§ Reading text
:::
Mostly, I've used this when dealing with tables/databases which have a financial component. Said stored procedures can even perform additional checks on other tables, whatever is required to ensure that the update == OK.
Beyond that, it also allows for tiered security, in case you have someone in house, maybe a new dev, who decides they'd like to modify that financial table a bit.
And beyond that, it also allows logging to be done at the DB level.
While you are more limited here, in that you really do not want to be burdening the DB with more writes, you can definitely log all modifications to said financial table.
(You could use triggers for this last bit too, of course, but still...)
> Not to mention, as computing expands, the average capability of people is dropping. Seats need to be filled, and those seats don't all need to be high quality devs.
Also, a lot of businesses have analysts/data scientists that know SQL and have access to the DBs: stores procedures make business domain-level functionality more available to them because they don’t have to guess what application code is actually doing.
> ORMs are there to reduce the workload, in terms of what needs to be learned to be productive
The problem is (which you seem to recognize but most seem to miss) is that the opposite happens: the ORM lets you shoot yourself in the foot quickly, but that's about it. In the end, you lose more time using an ORM than you actually gain.
We do this in work and it's not great in my opinion.
There can be issues with package versions compiled to the db. It makes continuously integration harder. We do automated builds and testing in the application layer but we don't have anything in the db layer. It's harder to create a new environment (for a developer who does not have full db permissions). Business logic ends up in the stored procedure layer AND the application layer.
Including a real DB in continuous integration is a must for any development IMO. (And these days usually very easy to throw up a database using Docker -- each of our full CI runs runs in 2 minutes and does hundreds of "create database" calls and populate real SQL databases from scratch..)
For instance:
1) You want to implement idempotency in your backend by using uniqueness constraints in your DB
2) That's important to test
3) That's not really tested unless you include a real DB
After including a real DB in our CI setup I will never move back.
> for a developer who does not have full db permissions
Are you using a commercial database (SQL Server, Oracle, or similar?). With open source databases this is non issue as developers can run a complete instance locally with full permissions, completely isolated from prod/staging servers.
I am against using stored procedures. In the projects I saw where SQL code was encapsulated by stored procedures the business logic was inconsistently split between the application and the database making maintenance much more complicated than it should have been. I am in favour of stored procedures to avoid several roundtrips to the database but only when performance really matters. The case on tweaking SQL performance does not convince me. Where I work we execute performance and load tests before every release of the application and we are expected to meet performance targets that are documented in the release notes.
:::
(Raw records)
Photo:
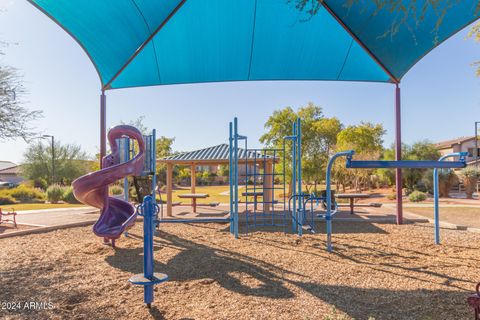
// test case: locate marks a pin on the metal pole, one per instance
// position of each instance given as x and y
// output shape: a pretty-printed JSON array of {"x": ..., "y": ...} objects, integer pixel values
[
  {"x": 148, "y": 212},
  {"x": 230, "y": 175},
  {"x": 328, "y": 215},
  {"x": 476, "y": 144},
  {"x": 436, "y": 193},
  {"x": 398, "y": 154},
  {"x": 235, "y": 150},
  {"x": 154, "y": 164},
  {"x": 53, "y": 159},
  {"x": 103, "y": 126},
  {"x": 294, "y": 178},
  {"x": 299, "y": 175},
  {"x": 126, "y": 154}
]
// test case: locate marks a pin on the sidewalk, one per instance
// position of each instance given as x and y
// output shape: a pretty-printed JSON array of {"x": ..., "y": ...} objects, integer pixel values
[{"x": 50, "y": 219}]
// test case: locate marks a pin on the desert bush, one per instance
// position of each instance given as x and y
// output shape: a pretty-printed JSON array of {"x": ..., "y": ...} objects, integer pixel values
[
  {"x": 115, "y": 190},
  {"x": 417, "y": 196},
  {"x": 6, "y": 199},
  {"x": 55, "y": 193},
  {"x": 25, "y": 193},
  {"x": 68, "y": 196},
  {"x": 470, "y": 177},
  {"x": 392, "y": 196}
]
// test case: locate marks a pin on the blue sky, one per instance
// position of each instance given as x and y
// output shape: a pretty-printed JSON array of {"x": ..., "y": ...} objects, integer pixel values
[{"x": 440, "y": 95}]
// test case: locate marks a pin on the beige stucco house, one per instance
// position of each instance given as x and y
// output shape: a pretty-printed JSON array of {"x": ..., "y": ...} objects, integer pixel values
[{"x": 462, "y": 144}]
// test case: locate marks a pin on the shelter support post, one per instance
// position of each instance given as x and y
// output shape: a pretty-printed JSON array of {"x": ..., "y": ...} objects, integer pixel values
[
  {"x": 169, "y": 188},
  {"x": 103, "y": 126},
  {"x": 398, "y": 154}
]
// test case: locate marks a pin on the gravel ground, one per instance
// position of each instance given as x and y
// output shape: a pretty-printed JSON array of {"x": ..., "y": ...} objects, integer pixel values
[
  {"x": 9, "y": 227},
  {"x": 378, "y": 271}
]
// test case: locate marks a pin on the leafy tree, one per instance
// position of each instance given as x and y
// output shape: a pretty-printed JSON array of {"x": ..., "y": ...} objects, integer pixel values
[
  {"x": 422, "y": 150},
  {"x": 318, "y": 137},
  {"x": 15, "y": 119},
  {"x": 367, "y": 140},
  {"x": 475, "y": 33},
  {"x": 163, "y": 146},
  {"x": 70, "y": 163},
  {"x": 403, "y": 12}
]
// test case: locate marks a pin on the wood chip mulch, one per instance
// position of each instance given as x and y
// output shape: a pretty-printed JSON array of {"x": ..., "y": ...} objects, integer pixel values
[{"x": 378, "y": 271}]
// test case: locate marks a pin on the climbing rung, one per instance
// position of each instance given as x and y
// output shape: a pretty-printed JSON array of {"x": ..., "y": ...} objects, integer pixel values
[{"x": 404, "y": 164}]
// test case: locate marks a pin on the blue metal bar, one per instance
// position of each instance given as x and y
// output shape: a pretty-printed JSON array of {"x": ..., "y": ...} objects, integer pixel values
[
  {"x": 208, "y": 220},
  {"x": 436, "y": 193},
  {"x": 423, "y": 164},
  {"x": 328, "y": 216}
]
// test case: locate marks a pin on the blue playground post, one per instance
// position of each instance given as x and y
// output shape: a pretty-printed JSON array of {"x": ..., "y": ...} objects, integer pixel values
[
  {"x": 328, "y": 216},
  {"x": 296, "y": 198},
  {"x": 148, "y": 279},
  {"x": 436, "y": 193}
]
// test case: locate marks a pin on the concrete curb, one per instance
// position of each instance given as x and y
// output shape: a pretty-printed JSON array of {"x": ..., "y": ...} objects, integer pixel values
[{"x": 46, "y": 229}]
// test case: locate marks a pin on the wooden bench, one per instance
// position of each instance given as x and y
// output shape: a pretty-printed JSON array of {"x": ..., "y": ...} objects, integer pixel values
[
  {"x": 6, "y": 214},
  {"x": 194, "y": 197},
  {"x": 255, "y": 195},
  {"x": 351, "y": 197}
]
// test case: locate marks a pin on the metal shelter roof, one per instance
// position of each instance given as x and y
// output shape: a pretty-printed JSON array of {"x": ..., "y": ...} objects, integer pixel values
[
  {"x": 217, "y": 153},
  {"x": 149, "y": 42}
]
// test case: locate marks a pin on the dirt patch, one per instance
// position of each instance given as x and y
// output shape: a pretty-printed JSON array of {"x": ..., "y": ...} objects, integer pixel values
[
  {"x": 8, "y": 228},
  {"x": 382, "y": 271},
  {"x": 463, "y": 216}
]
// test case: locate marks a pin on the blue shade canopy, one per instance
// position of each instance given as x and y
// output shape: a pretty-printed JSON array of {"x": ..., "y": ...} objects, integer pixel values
[{"x": 157, "y": 42}]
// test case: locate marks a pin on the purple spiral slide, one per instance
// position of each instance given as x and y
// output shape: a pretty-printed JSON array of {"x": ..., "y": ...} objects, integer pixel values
[{"x": 116, "y": 215}]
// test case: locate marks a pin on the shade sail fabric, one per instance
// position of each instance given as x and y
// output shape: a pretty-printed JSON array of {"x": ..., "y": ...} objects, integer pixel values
[{"x": 157, "y": 42}]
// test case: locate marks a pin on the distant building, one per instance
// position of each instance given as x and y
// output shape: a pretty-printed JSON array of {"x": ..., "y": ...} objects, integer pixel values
[
  {"x": 462, "y": 144},
  {"x": 10, "y": 173}
]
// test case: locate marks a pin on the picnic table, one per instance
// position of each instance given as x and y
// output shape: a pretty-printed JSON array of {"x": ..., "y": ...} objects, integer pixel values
[
  {"x": 194, "y": 197},
  {"x": 255, "y": 195},
  {"x": 352, "y": 197}
]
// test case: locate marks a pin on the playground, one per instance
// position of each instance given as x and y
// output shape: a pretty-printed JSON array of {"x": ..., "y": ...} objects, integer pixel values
[
  {"x": 265, "y": 243},
  {"x": 373, "y": 272}
]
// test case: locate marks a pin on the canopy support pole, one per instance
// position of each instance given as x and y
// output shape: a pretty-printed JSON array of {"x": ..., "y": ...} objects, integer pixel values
[
  {"x": 103, "y": 126},
  {"x": 398, "y": 153}
]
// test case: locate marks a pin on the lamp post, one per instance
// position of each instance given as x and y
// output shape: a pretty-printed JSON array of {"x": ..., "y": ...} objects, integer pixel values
[{"x": 53, "y": 154}]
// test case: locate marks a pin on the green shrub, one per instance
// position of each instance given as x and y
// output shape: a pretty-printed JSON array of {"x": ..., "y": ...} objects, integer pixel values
[
  {"x": 6, "y": 199},
  {"x": 470, "y": 176},
  {"x": 25, "y": 193},
  {"x": 392, "y": 196},
  {"x": 115, "y": 190},
  {"x": 68, "y": 196},
  {"x": 55, "y": 193},
  {"x": 417, "y": 196}
]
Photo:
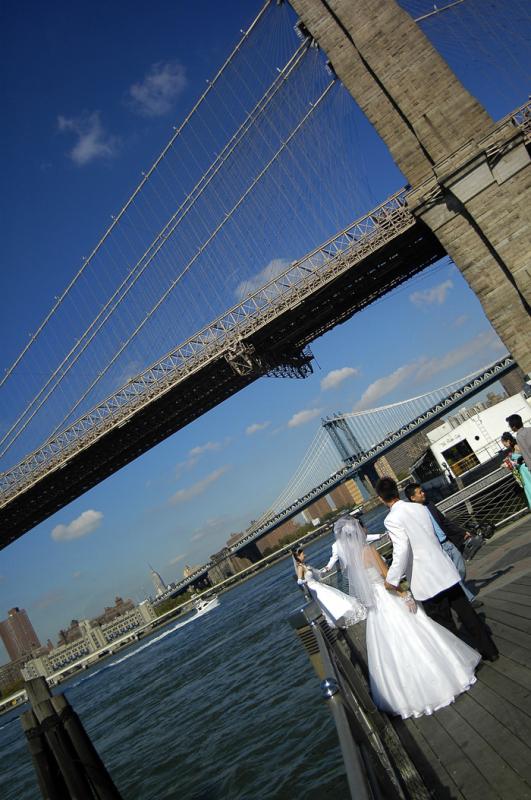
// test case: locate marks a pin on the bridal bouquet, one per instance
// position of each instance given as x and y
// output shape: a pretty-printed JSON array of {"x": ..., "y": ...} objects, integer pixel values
[{"x": 409, "y": 600}]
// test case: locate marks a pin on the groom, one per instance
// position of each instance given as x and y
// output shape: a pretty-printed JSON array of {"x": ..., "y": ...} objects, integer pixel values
[{"x": 433, "y": 578}]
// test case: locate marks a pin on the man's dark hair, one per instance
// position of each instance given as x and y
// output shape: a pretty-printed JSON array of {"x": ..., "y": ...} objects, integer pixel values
[
  {"x": 508, "y": 437},
  {"x": 387, "y": 489},
  {"x": 410, "y": 490}
]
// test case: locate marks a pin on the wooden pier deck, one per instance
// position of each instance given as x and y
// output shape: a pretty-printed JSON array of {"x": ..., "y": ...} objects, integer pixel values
[{"x": 479, "y": 748}]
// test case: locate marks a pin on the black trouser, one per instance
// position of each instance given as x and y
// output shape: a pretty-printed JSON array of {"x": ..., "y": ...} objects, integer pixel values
[{"x": 440, "y": 608}]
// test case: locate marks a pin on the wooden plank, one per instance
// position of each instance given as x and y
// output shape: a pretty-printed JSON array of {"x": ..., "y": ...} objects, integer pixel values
[
  {"x": 518, "y": 609},
  {"x": 500, "y": 777},
  {"x": 516, "y": 672},
  {"x": 463, "y": 773},
  {"x": 511, "y": 597},
  {"x": 509, "y": 587},
  {"x": 510, "y": 620},
  {"x": 506, "y": 701},
  {"x": 524, "y": 579},
  {"x": 506, "y": 688},
  {"x": 427, "y": 761},
  {"x": 512, "y": 650},
  {"x": 501, "y": 738}
]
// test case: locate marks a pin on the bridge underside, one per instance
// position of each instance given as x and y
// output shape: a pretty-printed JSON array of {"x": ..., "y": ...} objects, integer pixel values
[{"x": 356, "y": 288}]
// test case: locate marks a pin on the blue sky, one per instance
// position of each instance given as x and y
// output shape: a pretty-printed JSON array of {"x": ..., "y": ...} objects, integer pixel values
[{"x": 93, "y": 92}]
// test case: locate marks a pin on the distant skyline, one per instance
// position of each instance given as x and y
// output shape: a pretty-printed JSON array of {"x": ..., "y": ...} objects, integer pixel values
[{"x": 91, "y": 101}]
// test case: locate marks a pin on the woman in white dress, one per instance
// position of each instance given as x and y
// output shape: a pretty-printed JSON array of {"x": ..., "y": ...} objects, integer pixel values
[
  {"x": 340, "y": 610},
  {"x": 415, "y": 665}
]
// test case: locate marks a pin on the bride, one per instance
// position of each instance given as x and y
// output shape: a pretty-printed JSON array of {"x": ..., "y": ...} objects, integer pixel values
[
  {"x": 340, "y": 610},
  {"x": 415, "y": 665}
]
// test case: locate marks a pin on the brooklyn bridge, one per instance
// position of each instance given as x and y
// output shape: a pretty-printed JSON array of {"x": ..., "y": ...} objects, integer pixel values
[{"x": 157, "y": 340}]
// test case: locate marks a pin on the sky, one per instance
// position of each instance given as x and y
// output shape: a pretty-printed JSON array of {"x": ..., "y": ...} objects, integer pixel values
[{"x": 94, "y": 92}]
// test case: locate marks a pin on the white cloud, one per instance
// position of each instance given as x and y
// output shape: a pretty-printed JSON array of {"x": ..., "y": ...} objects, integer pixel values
[
  {"x": 182, "y": 495},
  {"x": 302, "y": 417},
  {"x": 93, "y": 141},
  {"x": 486, "y": 343},
  {"x": 156, "y": 94},
  {"x": 336, "y": 377},
  {"x": 87, "y": 522},
  {"x": 195, "y": 452},
  {"x": 427, "y": 297},
  {"x": 51, "y": 598},
  {"x": 385, "y": 385},
  {"x": 256, "y": 426},
  {"x": 176, "y": 560},
  {"x": 255, "y": 282}
]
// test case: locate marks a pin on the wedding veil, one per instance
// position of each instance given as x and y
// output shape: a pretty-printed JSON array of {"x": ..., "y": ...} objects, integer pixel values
[{"x": 351, "y": 543}]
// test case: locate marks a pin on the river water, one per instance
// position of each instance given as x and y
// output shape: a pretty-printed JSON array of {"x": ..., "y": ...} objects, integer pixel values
[{"x": 224, "y": 707}]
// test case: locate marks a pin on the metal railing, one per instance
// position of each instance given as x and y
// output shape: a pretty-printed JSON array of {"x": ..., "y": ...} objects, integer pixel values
[{"x": 376, "y": 763}]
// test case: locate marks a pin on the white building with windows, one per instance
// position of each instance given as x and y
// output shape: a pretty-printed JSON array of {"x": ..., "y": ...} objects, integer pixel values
[
  {"x": 477, "y": 439},
  {"x": 94, "y": 638}
]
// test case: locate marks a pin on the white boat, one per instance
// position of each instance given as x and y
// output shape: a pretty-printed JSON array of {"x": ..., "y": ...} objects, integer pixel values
[{"x": 204, "y": 604}]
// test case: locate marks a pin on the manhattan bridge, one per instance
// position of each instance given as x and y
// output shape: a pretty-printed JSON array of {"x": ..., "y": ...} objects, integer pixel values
[{"x": 256, "y": 230}]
:::
§ What this exercise asks
[1] For each statement about the discussion of stored procedures, say yes or no depending on whether it agrees with that text, and quote the deciding words. (a) One writer reports that their full CI runs finish in 2 minutes. (b) The writer who is against stored procedures rejects them even for avoiding several roundtrips to the database. (c) One writer says triggers could not be used to log modifications to a financial table.
[2] Pick up the discussion of stored procedures after its last sentence and write what comes next.
The listing is separate material, unrelated to the discussion of stored procedures.

§ Exercise answers
[1]
(a) Yes: "each of our full CI runs runs in 2 minutes"
(b) No: "I am in favour of stored procedures to avoid several roundtrips to the database but only when performance really matters."
(c) No: "You could use triggers for this last bit too, of course, but still..."

[2]
I’m interested in this because I have the opposite experience. Not saying any choice is wrong, but in my experience, moving that logic into the database has made all our codebases easier to reason about. The API’s don’t have to botch error handling due to “open transaction need to be ROLLBACKed”, I don’t have to worry about bad devs doing stuff non-atomically and putting the db in a bad state, and the code is easier to read because it’s just a single query that does “what it’s supposed to do”. The API usually ends up just being a small adapter for DB functions. It also makes sense to me because the “database API” (e.g. the database schema with some methods in it - the tables themselves are usually not in the same schema) describes the valid operations of the data, and can make sure the data is consistent. It also makes adding new APIs easier.
I think what he has experiences is something I have also seen a lot of times (and am still seeing in my current company):
Some developers put their application into SQL. That means, that the whole business logic of the app is SQL, and the app is just executing SQLs in order and does some front-ending.
But I don't suspect that is what the original author meant.
>I don’t have to worry about bad devs doing stuff non-atomically and putting the db in a bad state
Premise: I assume we are speaking of relational databases.
The fact that a developer can "corrupt" the database with non-atomic stuff is an hint to me that the database probably doesn't have the right referential integrity constraints in place and probably is not normalized either. The relational model is built out of the box to keep a consistent state of the data and this is one of its main value propositions.
Another danger that I didn't mention is that junior developers will be tempted to prefer "Turing like code" inside stored procedures (for loops,cursors, conditionals) instead of relational constructs (joins, subqueries,grouping,table variables). I have seen that several times and this is really a killer for database performances.
The fact that a developer can "corrupt" the database with non-atomic stuff is an hint to me that the database probably doesn't have the right referential integrity constraints in place and probably is not normalized either. The relational model is built out of the box to keep a consistent state of the data and this is one of its main value propositions.
This is true when interpreted the right way, but I don't think real world problems are always so tidy.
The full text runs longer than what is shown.